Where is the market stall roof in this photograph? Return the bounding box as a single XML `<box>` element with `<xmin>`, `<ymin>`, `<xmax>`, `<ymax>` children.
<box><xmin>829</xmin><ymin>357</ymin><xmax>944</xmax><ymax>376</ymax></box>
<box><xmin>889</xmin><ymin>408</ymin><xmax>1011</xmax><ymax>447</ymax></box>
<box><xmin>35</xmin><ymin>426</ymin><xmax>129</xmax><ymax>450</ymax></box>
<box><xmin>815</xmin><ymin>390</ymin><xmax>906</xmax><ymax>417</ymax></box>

**The request**:
Rewrite the lines above with "market stall roof" replaced by "shop awning", leaving everything else unchanged.

**Solved problem**:
Where is the shop awning in this photograph? Return the bounding box as a single XML `<box>` element with `<xmin>`, `<ymin>`, `<xmax>`, `<ymax>` children.
<box><xmin>829</xmin><ymin>357</ymin><xmax>944</xmax><ymax>376</ymax></box>
<box><xmin>889</xmin><ymin>408</ymin><xmax>1011</xmax><ymax>447</ymax></box>
<box><xmin>35</xmin><ymin>426</ymin><xmax>129</xmax><ymax>450</ymax></box>
<box><xmin>815</xmin><ymin>390</ymin><xmax>906</xmax><ymax>417</ymax></box>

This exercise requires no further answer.